- _What this task involves_: Print the records exactly as they are written.

- _Data provided_:
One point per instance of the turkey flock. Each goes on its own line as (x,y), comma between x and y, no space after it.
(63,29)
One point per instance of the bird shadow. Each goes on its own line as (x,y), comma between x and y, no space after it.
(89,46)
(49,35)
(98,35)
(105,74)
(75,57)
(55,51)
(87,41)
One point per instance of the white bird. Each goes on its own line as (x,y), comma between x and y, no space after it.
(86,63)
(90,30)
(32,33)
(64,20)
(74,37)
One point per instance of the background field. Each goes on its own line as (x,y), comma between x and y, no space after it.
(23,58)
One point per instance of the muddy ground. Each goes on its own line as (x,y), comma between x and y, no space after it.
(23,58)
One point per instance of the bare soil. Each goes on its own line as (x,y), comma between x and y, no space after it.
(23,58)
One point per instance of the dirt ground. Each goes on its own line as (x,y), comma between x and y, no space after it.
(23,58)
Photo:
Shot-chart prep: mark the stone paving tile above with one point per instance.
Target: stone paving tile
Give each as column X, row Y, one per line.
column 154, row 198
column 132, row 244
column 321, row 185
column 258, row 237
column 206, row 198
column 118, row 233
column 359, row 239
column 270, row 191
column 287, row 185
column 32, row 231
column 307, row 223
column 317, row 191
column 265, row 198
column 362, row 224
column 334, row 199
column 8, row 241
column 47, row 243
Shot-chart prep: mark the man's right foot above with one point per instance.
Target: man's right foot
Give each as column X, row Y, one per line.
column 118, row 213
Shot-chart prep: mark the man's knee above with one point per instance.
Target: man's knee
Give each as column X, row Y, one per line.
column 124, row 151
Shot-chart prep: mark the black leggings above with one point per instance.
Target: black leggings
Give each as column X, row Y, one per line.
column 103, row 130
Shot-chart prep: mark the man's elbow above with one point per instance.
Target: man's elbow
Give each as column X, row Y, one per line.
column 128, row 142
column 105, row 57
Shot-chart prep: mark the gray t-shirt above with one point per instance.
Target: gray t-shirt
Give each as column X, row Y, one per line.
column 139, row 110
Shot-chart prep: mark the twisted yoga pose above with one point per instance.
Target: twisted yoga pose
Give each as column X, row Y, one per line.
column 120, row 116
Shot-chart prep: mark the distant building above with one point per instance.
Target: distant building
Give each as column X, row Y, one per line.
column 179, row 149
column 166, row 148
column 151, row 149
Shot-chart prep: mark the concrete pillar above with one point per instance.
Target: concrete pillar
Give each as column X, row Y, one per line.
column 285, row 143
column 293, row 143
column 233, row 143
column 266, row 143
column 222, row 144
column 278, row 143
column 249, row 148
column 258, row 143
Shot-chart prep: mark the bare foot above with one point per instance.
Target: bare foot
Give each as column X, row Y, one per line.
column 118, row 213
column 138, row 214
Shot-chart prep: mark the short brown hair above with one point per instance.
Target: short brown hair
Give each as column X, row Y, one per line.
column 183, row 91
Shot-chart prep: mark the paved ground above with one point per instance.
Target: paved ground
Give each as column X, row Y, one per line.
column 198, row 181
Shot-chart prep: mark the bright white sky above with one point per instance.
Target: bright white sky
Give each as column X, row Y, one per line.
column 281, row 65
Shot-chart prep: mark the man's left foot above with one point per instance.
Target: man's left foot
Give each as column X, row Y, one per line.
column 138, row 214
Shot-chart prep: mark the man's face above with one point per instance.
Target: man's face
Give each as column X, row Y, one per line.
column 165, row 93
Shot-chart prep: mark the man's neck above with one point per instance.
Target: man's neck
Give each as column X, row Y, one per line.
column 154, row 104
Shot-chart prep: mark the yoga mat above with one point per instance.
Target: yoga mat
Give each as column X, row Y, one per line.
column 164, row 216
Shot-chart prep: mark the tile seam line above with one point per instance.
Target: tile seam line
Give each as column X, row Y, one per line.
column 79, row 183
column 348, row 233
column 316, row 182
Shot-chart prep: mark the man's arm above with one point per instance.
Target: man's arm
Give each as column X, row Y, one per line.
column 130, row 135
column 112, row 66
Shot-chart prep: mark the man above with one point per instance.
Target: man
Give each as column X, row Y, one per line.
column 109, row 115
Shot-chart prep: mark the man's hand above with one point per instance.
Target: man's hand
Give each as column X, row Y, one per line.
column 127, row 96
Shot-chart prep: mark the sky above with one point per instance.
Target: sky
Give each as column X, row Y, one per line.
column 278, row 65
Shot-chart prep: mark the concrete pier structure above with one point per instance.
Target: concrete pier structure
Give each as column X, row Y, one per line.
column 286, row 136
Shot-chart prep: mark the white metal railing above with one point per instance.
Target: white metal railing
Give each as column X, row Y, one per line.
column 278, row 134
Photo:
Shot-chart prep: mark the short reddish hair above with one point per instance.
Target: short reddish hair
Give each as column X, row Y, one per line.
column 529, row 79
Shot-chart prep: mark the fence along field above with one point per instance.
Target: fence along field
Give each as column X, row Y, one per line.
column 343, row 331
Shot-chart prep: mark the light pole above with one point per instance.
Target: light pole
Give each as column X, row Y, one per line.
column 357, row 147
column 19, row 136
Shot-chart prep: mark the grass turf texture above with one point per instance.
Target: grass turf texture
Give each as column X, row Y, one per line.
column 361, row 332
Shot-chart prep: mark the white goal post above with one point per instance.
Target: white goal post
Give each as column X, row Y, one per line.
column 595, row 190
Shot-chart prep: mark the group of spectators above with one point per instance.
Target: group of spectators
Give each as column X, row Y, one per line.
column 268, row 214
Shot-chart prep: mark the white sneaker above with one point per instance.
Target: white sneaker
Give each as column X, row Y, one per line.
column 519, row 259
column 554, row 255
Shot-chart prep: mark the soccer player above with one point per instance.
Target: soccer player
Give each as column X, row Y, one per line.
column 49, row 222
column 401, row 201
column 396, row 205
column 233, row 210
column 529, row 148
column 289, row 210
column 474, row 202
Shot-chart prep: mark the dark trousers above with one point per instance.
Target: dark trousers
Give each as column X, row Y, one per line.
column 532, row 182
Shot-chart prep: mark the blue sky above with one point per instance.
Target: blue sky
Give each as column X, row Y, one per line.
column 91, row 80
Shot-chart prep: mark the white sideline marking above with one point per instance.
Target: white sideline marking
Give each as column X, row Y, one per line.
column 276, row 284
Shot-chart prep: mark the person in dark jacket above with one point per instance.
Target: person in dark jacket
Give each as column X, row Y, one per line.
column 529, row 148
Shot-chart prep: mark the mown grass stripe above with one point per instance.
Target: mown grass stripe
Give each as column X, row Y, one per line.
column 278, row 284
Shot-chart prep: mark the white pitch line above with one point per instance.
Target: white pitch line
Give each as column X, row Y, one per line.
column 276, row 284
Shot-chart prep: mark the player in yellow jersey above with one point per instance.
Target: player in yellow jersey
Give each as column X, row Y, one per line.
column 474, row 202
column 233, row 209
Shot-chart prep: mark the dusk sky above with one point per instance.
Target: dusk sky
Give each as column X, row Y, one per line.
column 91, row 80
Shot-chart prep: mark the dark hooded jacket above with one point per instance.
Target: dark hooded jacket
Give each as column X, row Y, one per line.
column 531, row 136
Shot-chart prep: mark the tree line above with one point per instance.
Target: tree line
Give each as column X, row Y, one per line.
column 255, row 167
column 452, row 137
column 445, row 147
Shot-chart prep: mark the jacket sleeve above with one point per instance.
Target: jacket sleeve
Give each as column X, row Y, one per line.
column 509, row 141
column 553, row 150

- _Solution to this problem_:
One point per instance of the turkey flock. Each goes on its own line as (x,y), comma between x and y, no space after it.
(63,29)
One point per instance of the bird shadow. Each goes on its own line as (x,y), comma between x and y, no space after it.
(89,46)
(49,35)
(98,35)
(105,74)
(75,57)
(55,51)
(87,41)
One point per instance of the white bird. Each goes on its own line as (x,y), comma between x and y, no space after it.
(86,63)
(90,30)
(32,33)
(64,20)
(74,37)
One point per instance of the background field. Each goes on its own line as (x,y), comma between x and y, no space after it.
(23,58)
One point per instance of the muddy ground. Each goes on its own line as (x,y), comma between x and y, no space after it.
(23,58)
One point per instance of the bare soil. Each goes on its own line as (x,y), comma between x and y, no space after it.
(23,58)
One point per instance of the dirt ground. Each goes on its own line as (x,y), comma between x and y, no space after it.
(23,58)
Photo:
Shot-chart prep: mark the stone paving tile above with one point per instance.
Target: stone paving tile
Give each as column X, row Y, one per line.
column 154, row 198
column 132, row 244
column 321, row 185
column 258, row 237
column 206, row 198
column 118, row 233
column 359, row 239
column 270, row 191
column 287, row 185
column 32, row 231
column 307, row 223
column 317, row 191
column 265, row 198
column 362, row 224
column 334, row 199
column 8, row 241
column 47, row 243
Shot-chart prep: mark the man's right foot above with one point per instance.
Target: man's right foot
Give each as column X, row Y, one per line.
column 118, row 213
Shot-chart prep: mark the man's knee above with one point per instance.
Target: man's knee
Give each as column X, row Y, one per line.
column 124, row 151
Shot-chart prep: mark the black leggings above with one point per instance.
Target: black leggings
Give each as column X, row Y, one per line.
column 103, row 130
Shot-chart prep: mark the man's elbow above with one point per instance.
Target: man's elbow
Give each as column X, row Y, one per line.
column 128, row 142
column 105, row 57
Shot-chart prep: mark the gray t-shirt above with one point per instance.
Target: gray t-shirt
Give each as column X, row Y, one per line.
column 139, row 110
Shot-chart prep: mark the twisted yoga pose above with one point per instance.
Target: twisted yoga pose
Give each as column X, row Y, one per line.
column 120, row 116
Shot-chart prep: mark the distant building above with one point per instance.
Target: distant building
Give each as column X, row Y, one per line.
column 179, row 149
column 166, row 148
column 151, row 149
Shot-chart prep: mark the concrete pillar above with one point per instance.
Target: concrete pillar
Give each as column X, row Y, one per line.
column 285, row 143
column 293, row 143
column 233, row 143
column 266, row 143
column 222, row 144
column 278, row 143
column 249, row 148
column 258, row 143
Shot-chart prep: mark the bare foot above with one point per instance.
Target: bare foot
Give each as column X, row Y, one per line.
column 118, row 213
column 138, row 214
Shot-chart prep: mark the short brown hair above with one point per instance.
Target: short brown hair
Give each as column X, row Y, one per line.
column 183, row 91
Shot-chart prep: mark the paved ground above with one point per instance.
Target: paved ground
Give each as column X, row Y, one per line.
column 198, row 181
Shot-chart prep: mark the bright white sky above with one point per instance.
Target: bright white sky
Give each as column X, row Y, one per line.
column 281, row 65
Shot-chart prep: mark the man's left foot above with one point per instance.
Target: man's left foot
Give each as column X, row Y, one per line.
column 138, row 214
Shot-chart prep: mark the man's face above with one point per instance.
Target: man's face
Give each as column X, row Y, one per line.
column 165, row 93
Shot-chart prep: mark the man's neck above with one point per instance.
Target: man's neck
Give each as column X, row Y, one per line.
column 154, row 104
Shot-chart prep: mark the yoga mat above with one point per instance.
Target: yoga mat
Give each as column X, row Y, one per line.
column 164, row 216
Shot-chart prep: mark the tile seam line above with one point per instance.
Target: tile seam line
Give each as column X, row Y, one per line.
column 79, row 183
column 348, row 233
column 316, row 182
Shot-chart prep: mark the man's arm above with one point per instance.
Target: man's arm
Give each as column X, row Y, one per line.
column 130, row 135
column 112, row 66
Shot-chart prep: mark the man above with one point per instance.
Target: man
Give each as column X, row Y, one per line.
column 109, row 115
Shot-chart prep: mark the man's hand above with one point per instance.
Target: man's hand
Give each as column X, row Y, one per line.
column 127, row 96
Shot-chart prep: mark the sky above with one point per instance.
Target: sky
Give each as column X, row Y, one per line.
column 278, row 65
Shot-chart prep: mark the concrete pier structure above with one point per instance.
Target: concrete pier structure
Give each as column X, row Y, one per line.
column 286, row 136
Shot-chart prep: mark the white metal railing above with one point per instance.
Target: white metal railing
Give each as column X, row Y, one per line.
column 278, row 134
Photo:
Shot-chart prep: mark the short reddish hair above with one point per instance.
Target: short reddish hair
Give each as column X, row Y, one per line.
column 529, row 79
Shot-chart prep: mark the fence along field above with one point per instance.
Target: fence along field
Give each as column X, row Y, one per line.
column 343, row 331
Shot-chart prep: mark the light pole above with one point per instance.
Target: light pole
Give each as column X, row Y, one per line.
column 357, row 147
column 19, row 136
Shot-chart prep: mark the grass turf texture above with one point per instance.
Target: grass turf texture
Give each as column X, row Y, one per line.
column 361, row 332
Shot-chart prep: mark the white goal post above with one point per instance.
Target: white goal post
Give each as column X, row Y, one per line.
column 595, row 190
Shot-chart prep: mark the group of spectators above with one point per instance.
Target: group of spectators
Give each as column X, row Y, one per line.
column 268, row 214
Shot-chart prep: mark the white sneaker above with one point per instance.
Target: white sneaker
Give each as column X, row Y, one per line.
column 519, row 259
column 554, row 255
Shot-chart prep: mark the soccer player above with one point per instance.
Target: soccer player
Give each as column X, row Y, one per line.
column 49, row 222
column 401, row 201
column 396, row 205
column 233, row 210
column 529, row 148
column 289, row 210
column 474, row 202
Shot-chart prep: mark the dark trousers above with one point per instance.
Target: dark trousers
Give each as column X, row Y, one per line.
column 532, row 182
Shot-chart prep: mark the blue sky above with one point per instance.
Target: blue sky
Give each as column X, row Y, one per line.
column 91, row 80
Shot-chart prep: mark the white sideline marking above with one point per instance.
Target: white sideline marking
Give each as column X, row Y, one per line.
column 276, row 284
Shot-chart prep: mark the person in dark jacket above with one point per instance.
Target: person in dark jacket
Give each as column X, row Y, one per line.
column 529, row 148
Shot-chart prep: mark the mown grass stripe above with one point per instance.
Target: mown grass stripe
Give each as column X, row Y, one per line.
column 278, row 284
Shot-chart prep: mark the white pitch line above with one point per instance.
Target: white pitch line
Give each as column X, row Y, one per line.
column 276, row 284
Shot-chart prep: mark the player in yellow jersey above with one point per instance.
Target: player in yellow jersey
Give each as column X, row Y, one per line.
column 474, row 202
column 233, row 209
Shot-chart prep: mark the dusk sky above with one point per instance.
Target: dusk sky
Give each as column X, row Y, one per line.
column 91, row 80
Shot-chart prep: mark the dark hooded jacket above with one point per instance.
Target: dark hooded jacket
Give each as column X, row Y, one per line.
column 531, row 136
Shot-chart prep: mark the tree line above with one point per instance.
Target: tree line
Give each as column X, row Y, one per line.
column 255, row 167
column 452, row 137
column 445, row 147
Shot-chart prep: mark the jacket sleeve above with one point per instance.
Target: jacket sleeve
Give each as column X, row Y, one per line.
column 509, row 141
column 553, row 150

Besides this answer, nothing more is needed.